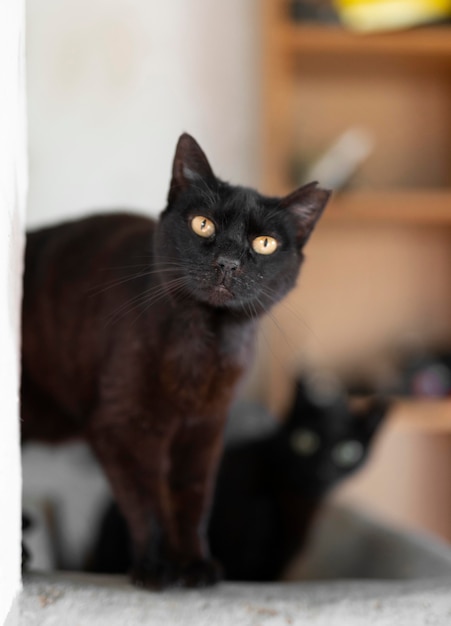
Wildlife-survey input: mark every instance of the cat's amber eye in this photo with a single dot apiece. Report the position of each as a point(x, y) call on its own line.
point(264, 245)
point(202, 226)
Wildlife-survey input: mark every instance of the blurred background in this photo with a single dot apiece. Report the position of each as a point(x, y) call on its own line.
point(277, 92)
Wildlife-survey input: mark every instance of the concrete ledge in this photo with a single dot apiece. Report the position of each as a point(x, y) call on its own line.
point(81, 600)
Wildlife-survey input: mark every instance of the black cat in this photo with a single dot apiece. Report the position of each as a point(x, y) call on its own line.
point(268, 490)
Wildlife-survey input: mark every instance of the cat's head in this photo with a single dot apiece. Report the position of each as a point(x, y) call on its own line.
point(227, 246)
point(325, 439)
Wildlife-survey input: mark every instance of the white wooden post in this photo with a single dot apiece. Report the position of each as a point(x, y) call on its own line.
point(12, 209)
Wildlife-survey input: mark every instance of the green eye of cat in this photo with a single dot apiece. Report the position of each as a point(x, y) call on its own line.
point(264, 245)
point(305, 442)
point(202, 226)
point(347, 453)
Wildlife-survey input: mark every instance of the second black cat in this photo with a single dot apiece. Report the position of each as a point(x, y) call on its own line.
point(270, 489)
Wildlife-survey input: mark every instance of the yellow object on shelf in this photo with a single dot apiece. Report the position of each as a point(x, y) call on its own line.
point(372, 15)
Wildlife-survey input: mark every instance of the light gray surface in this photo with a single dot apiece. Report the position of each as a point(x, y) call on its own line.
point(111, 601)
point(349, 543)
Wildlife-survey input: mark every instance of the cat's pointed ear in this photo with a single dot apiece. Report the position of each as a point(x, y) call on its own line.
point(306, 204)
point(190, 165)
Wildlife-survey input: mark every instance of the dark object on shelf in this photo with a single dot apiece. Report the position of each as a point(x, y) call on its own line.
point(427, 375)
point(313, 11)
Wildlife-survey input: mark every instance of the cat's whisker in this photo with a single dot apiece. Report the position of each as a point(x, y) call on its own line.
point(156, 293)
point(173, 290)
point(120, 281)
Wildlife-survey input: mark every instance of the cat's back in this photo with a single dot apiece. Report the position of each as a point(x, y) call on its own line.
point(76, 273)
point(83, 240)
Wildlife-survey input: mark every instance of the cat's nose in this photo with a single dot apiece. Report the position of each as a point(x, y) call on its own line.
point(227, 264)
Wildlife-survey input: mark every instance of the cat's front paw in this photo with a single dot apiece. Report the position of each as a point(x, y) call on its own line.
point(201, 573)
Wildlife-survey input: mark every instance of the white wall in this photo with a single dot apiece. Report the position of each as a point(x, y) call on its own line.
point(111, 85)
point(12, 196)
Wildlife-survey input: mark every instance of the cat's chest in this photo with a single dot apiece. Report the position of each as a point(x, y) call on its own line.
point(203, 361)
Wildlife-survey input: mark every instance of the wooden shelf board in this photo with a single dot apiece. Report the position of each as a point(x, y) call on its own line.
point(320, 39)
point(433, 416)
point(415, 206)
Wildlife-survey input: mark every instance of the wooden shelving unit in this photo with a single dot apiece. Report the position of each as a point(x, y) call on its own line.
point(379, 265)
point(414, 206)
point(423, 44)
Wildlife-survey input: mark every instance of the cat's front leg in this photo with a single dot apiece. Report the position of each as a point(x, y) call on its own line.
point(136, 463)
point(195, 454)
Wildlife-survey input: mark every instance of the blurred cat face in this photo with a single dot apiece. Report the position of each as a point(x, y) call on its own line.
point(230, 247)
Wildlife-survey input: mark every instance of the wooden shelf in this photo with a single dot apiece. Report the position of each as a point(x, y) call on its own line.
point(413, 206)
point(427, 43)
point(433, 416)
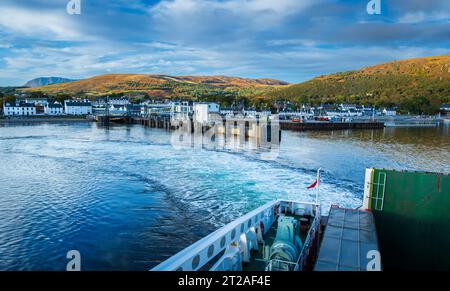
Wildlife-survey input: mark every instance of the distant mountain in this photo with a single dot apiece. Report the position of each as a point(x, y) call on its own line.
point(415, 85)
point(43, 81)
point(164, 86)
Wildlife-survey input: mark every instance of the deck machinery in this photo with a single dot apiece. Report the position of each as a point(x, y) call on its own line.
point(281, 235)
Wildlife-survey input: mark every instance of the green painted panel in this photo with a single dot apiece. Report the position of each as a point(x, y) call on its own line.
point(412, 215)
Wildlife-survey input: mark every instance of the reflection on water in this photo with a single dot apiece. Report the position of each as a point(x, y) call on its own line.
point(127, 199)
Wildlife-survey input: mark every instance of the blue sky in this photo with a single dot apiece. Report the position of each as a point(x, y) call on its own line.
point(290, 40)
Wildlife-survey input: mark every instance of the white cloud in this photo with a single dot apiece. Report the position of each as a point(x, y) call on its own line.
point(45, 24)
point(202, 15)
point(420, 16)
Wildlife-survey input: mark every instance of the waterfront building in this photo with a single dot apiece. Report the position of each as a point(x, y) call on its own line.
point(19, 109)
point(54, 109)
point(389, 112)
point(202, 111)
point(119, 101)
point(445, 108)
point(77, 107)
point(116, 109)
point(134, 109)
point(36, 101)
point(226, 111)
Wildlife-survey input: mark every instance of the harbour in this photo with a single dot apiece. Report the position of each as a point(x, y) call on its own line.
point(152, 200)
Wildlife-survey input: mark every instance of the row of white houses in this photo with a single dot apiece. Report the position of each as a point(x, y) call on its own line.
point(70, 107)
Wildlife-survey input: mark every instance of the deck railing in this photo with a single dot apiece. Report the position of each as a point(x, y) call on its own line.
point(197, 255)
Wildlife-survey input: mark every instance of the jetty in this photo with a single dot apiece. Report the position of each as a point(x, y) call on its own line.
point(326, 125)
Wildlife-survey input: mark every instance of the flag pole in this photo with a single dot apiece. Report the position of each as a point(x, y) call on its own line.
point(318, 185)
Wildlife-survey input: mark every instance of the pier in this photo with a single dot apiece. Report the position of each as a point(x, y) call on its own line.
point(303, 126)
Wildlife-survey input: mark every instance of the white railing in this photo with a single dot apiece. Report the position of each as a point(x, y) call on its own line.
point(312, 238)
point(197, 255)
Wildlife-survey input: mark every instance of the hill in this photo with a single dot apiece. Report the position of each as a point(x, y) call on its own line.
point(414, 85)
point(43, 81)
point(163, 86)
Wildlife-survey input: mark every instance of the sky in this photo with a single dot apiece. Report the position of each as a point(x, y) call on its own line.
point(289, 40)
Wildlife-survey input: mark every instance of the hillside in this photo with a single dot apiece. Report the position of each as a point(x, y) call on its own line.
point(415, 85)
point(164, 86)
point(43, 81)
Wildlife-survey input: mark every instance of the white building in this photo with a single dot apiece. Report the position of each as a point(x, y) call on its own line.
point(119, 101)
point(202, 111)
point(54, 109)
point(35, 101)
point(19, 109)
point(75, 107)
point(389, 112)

# Given problem
Copy the material from the line with "Wildlife-survey input: mark every instance of the cat's pointed" to the line with "point(190, 165)", both included, and shift every x and y coordinate in the answers up by 44.

# The answer
Wildlife-survey input: mark every instance of the cat's pointed ear in this photo with a single dot apiece. Report the position of each as a point(x, y) call on its own line.
point(350, 248)
point(234, 209)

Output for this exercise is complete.